▶ [TASKS TO CARRY OUT]:
**1)** In the RPC error handling thread, why does Kixunil prefer defining new public error codes for each method independently?
**2)** Pick up the thread on RPC error handling after its final comment and continue it.

▶ [DOCUMENT EXTRACT]:
########

Inconsistent RPC error handling

Kixunil commented at 7:18 am on May 28, 2020: none

Expected behavior

The behavior of returning error from RPC call should be consistent between these cases:

Single RPC call fails
Single forbidden RPC call
Batched failed RPC call
One (or more) method of the batched call is forbidden

Actual behavior

Single failed RPC call returns HTTP error code
Single forbidden RPC call returns HTTP error code - HTTP_FORBIDDEN (403)
Batched failed RPC call leaks an internal error code
Batched call containing a forbidden method returns HTTP_FORBIDDEN (403) for the whole batch.

To reproduce

Disclaimer: the bug was discovered by code analysis when trying to come up with a correct solution to https://github.com/MetacoSA/NBitcoin/issues/864 I’m fairly confident that using curl to call methods and then observing output would reproduce the issue.

Another way to see a problem might be running BTCPayServer/NBXplorer with the bitcoind version from master with some users restricted. (Example: restrict getpeerinfo and see that Payjoin stops working.) I didn’t try this with newest Core, but I hit it with btc-rpc-proxy, which returns HTTP errors for authentication just like what bitcoind does according to the code.

System information

Not relevant.

Discussion

I’m opening this issue in order to decide on proper handling of RPC errors. I see these possible approaches:

RPC_METHOD_NOT_FOUND becomes public, the comment is removed and the rest of the code stays the same, the behavior doesn’t change.
JSONErrorReply function is modified to return HTTP errors for batched calls too.
New public error codes are defined and used for every method independently, the mapping to HTTP codes is removed (at least for batched calls)

I personally like the last one because it allows efficient inspection of node capabilities, but I’m worried that it might break some clients. I’d love to hear arguments from people who are more experienced in this area.

Kixunil added the label Bug on May 28, 2020

NicolasDorier commented at 3:16 pm on May 28, 2020: contributor

I think the current behavior should be kept: If any or all of the batched request fails, the batch result should still be HTTP 200, whichever the reason. This was the behavior before.

On top of this, it seems that if you do batched requests and one of the request is denied, then the caller will not receive ANY of the other results.

Kixunil commented at 5:49 pm on May 28, 2020: none

Yeah, keeping a bit strange behavior is backwards compatible. Changing authentication to return errors individually would help with batched requests - this shouldn’t be a backwards-compatibility hazard, as no code probably uses unreleased API yet.

In case that this is the accepted solution, the comment about internal error code should be removed and the value should become public.

########

▶ [ENTRIES SHOWN]:
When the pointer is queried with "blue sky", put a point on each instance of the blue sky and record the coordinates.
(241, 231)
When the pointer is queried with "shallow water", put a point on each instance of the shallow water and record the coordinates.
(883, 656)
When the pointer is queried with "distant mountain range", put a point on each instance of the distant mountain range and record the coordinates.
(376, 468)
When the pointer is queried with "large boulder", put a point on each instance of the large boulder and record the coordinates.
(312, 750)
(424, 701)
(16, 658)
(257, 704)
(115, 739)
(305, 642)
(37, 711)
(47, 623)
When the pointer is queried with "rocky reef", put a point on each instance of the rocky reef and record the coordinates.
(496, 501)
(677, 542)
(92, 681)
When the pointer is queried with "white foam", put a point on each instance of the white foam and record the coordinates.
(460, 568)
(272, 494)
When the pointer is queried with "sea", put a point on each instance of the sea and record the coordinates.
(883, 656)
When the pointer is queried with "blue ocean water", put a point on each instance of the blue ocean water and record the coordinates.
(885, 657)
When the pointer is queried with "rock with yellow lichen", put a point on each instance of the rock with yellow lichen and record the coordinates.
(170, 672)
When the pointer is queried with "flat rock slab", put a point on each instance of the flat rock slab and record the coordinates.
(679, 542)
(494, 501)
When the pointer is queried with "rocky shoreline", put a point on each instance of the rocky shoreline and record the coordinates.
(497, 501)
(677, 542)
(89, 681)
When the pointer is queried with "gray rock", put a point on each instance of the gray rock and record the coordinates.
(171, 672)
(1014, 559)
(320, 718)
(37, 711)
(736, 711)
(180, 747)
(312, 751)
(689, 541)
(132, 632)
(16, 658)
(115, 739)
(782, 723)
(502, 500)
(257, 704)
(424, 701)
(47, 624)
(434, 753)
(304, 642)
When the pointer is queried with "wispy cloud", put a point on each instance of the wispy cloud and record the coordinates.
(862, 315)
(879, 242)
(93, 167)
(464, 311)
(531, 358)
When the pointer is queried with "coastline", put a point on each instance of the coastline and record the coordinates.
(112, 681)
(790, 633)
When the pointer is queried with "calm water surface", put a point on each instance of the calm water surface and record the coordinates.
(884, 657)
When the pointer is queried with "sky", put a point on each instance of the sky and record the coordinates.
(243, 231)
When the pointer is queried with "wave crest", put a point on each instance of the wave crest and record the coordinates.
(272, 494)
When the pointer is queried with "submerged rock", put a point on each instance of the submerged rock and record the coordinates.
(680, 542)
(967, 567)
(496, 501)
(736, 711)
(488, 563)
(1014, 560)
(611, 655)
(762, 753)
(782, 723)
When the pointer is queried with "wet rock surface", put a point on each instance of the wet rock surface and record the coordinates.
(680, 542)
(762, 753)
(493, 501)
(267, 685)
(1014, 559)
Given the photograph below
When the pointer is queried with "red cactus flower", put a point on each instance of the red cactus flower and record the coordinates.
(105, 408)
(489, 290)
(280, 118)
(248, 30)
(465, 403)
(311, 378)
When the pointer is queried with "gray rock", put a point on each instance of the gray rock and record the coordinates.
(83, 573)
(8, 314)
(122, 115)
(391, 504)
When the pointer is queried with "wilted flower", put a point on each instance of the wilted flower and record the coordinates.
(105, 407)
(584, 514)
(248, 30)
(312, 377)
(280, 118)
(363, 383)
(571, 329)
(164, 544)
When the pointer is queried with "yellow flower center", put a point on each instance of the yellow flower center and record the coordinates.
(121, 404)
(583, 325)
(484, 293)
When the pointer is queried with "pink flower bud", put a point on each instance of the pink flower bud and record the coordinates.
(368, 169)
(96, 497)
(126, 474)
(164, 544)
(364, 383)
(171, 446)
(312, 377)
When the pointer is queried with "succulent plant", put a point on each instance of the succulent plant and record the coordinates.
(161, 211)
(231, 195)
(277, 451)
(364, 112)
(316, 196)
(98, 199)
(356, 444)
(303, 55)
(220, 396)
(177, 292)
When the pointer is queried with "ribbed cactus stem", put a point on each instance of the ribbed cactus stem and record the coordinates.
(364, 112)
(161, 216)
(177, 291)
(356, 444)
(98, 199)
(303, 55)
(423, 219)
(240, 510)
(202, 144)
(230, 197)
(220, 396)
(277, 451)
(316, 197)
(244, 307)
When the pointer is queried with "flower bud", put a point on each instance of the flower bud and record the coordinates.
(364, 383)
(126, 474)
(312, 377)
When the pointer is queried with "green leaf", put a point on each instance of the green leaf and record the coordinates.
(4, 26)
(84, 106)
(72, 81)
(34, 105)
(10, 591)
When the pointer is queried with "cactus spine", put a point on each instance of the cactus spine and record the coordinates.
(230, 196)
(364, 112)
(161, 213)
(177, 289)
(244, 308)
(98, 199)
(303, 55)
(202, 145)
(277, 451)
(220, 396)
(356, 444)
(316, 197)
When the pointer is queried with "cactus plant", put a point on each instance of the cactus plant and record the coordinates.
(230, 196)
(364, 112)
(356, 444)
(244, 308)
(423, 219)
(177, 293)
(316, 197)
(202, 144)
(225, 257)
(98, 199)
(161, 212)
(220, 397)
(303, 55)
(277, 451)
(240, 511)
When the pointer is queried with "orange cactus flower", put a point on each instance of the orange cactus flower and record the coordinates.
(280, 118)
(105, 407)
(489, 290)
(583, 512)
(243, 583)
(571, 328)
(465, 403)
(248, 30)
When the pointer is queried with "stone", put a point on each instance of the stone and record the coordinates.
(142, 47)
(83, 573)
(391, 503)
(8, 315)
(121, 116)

########

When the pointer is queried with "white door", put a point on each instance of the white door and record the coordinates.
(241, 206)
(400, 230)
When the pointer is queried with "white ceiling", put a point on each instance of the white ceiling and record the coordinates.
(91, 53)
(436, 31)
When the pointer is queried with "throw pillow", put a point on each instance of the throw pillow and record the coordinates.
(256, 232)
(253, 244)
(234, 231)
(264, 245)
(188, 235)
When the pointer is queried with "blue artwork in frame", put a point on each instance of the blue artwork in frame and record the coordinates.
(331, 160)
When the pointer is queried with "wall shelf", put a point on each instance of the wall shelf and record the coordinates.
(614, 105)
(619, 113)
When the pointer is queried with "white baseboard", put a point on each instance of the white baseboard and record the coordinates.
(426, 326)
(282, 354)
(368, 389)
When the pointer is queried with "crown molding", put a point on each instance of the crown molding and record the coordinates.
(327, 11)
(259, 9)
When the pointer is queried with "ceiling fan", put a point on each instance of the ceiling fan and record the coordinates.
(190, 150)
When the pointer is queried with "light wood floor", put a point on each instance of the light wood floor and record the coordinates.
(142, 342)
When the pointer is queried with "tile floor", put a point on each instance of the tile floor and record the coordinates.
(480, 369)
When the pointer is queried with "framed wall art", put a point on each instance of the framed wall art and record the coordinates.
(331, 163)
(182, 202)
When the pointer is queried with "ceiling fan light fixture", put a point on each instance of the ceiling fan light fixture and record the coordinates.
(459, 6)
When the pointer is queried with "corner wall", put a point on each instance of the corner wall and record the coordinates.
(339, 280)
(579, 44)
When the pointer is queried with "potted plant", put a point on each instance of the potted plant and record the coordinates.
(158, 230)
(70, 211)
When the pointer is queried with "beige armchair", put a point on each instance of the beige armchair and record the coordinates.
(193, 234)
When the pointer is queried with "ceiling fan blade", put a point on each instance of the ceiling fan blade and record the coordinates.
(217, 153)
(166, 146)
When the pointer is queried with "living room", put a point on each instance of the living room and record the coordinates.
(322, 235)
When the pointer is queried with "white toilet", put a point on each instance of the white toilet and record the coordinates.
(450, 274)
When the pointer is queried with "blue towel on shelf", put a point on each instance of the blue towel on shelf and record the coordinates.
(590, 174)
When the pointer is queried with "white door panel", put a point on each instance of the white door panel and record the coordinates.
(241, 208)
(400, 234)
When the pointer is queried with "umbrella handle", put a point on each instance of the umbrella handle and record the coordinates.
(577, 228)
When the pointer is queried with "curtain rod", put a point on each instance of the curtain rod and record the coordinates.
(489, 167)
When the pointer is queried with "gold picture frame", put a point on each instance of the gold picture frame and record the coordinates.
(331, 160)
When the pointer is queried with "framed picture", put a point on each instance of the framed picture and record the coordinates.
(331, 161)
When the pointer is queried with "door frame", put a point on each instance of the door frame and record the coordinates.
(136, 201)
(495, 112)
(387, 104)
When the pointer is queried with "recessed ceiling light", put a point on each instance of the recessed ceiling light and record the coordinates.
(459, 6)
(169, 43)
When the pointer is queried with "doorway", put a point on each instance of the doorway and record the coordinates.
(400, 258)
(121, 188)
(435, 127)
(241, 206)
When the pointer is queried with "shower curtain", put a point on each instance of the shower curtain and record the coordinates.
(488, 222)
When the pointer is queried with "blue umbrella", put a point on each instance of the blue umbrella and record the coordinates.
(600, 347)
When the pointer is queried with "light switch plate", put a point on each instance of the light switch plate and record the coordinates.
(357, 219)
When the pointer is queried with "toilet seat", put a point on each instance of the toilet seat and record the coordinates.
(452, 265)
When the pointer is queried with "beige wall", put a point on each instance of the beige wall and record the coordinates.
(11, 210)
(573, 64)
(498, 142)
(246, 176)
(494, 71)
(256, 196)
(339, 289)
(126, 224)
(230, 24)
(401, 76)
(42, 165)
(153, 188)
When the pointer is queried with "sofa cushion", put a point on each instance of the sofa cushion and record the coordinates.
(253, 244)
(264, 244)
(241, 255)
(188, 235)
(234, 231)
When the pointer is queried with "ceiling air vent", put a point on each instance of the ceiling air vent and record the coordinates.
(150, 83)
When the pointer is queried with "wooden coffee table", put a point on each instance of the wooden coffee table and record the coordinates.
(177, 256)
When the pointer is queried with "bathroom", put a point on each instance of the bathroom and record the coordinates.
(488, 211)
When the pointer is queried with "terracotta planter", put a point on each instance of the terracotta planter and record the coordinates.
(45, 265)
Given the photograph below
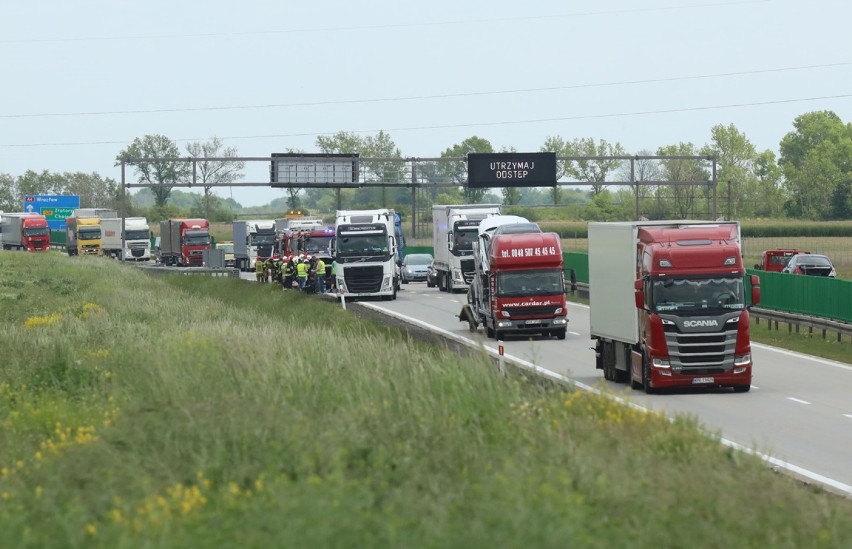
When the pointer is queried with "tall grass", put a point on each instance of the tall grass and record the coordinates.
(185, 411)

########

▶ [RESPONSES IN ORDER]:
**1)** Kixunil prefers it because it allows efficient inspection of node capabilities. He also worries that this approach might break some clients.

**2)**
NicolasDorier commented at 11:57 pm on May 28, 2020: contributor

ping @JeremyRubin

JeremyRubin commented at 3:37 am on May 29, 2020: contributor

I don’t have an opinion here sorry for breaking compat. I think that we should change batching to scan if any are not whitelisted and reject the whole batch.

Kixunil commented at 1:09 pm on May 29, 2020: none

we should change batching to scan if any are not whitelisted and reject the whole batch

You mean change that behavior to something else? Because that’s the current behavior.

JeremyRubin commented at 8:16 am on May 30, 2020: contributor

It sounds like in the current behavior some RPCs are running in the batch and some are failing and that hides the output. I think that we should pre-scan before running any

Kixunil commented at 6:41 pm on May 30, 2020: none

So pre-scan missing methods too?

JeremyRubin commented at 6:47 pm on May 30, 2020: contributor

Yeah I think so. If there are missing methods or non-whitelisted methods it sounds like failing the whole batch is a bit of a better API.

The behavior of the whitelists is such that it should be roughly identical to what happens if the RPC doesn’t exist at all.

Kixunil commented at 9:12 am on May 31, 2020: none

Why exactly do you consider it a better API? FYI, it’d break NBitcoin.

The behavior of the whitelists is such that it should be roughly identical to what happens if the RPC doesn’t exist at all.

I agree with this.

JeremyRubin commented at 6:57 pm on May 31, 2020: contributor

How would it break NBitcoin? Does NBitcoin send missing methods in a batch?

Kixunil commented at 2:11 pm on June 1, 2020: none

Yes, it sends various methods in batch, some of which are missing and then detects the features based on the responses. Making it return 404 would make it think none of the methods is available. It could be changed to not batch, but that’d lead to a (small?) loss of performance.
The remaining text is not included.